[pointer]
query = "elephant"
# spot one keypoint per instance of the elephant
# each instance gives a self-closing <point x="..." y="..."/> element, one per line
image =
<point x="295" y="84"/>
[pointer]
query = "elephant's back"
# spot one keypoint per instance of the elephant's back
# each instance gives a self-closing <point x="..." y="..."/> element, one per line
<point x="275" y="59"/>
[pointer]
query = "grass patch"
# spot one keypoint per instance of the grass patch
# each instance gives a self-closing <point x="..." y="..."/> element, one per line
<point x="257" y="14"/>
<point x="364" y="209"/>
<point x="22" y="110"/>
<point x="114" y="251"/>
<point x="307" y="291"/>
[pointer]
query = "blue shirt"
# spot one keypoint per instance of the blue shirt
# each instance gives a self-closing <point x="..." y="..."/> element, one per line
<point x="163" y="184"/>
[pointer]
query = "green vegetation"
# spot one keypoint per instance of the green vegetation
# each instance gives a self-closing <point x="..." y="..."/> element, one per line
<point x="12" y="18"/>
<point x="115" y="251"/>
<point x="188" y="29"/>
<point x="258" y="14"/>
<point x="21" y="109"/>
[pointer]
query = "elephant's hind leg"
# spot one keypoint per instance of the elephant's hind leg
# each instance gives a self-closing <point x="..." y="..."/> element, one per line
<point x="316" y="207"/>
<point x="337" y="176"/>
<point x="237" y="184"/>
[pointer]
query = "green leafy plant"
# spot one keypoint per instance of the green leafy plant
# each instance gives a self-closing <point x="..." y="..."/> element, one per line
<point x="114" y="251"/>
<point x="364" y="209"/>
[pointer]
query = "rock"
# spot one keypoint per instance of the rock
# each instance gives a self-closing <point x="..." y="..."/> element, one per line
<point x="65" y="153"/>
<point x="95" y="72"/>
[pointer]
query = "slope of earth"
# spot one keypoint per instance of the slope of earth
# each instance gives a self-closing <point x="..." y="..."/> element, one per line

> _What the task asks_: Exactly repeat the lines running from the top of the listing to the line bearing "# spot one keypoint per instance of the grass", both of those lines included, and only them.

> _Final answer_:
[pointer]
query = "elephant"
# spot one keypoint per instance of the elephant
# each instance gives a self-closing <point x="..." y="..."/> element, one per line
image =
<point x="295" y="84"/>
[pointer]
query = "elephant's back"
# spot one keypoint per instance of the elephant's back
# each instance gives a self-closing <point x="..." y="..."/> element, one per line
<point x="275" y="59"/>
[pointer]
query = "grass patch"
# spot one keypoint per instance of the grass patch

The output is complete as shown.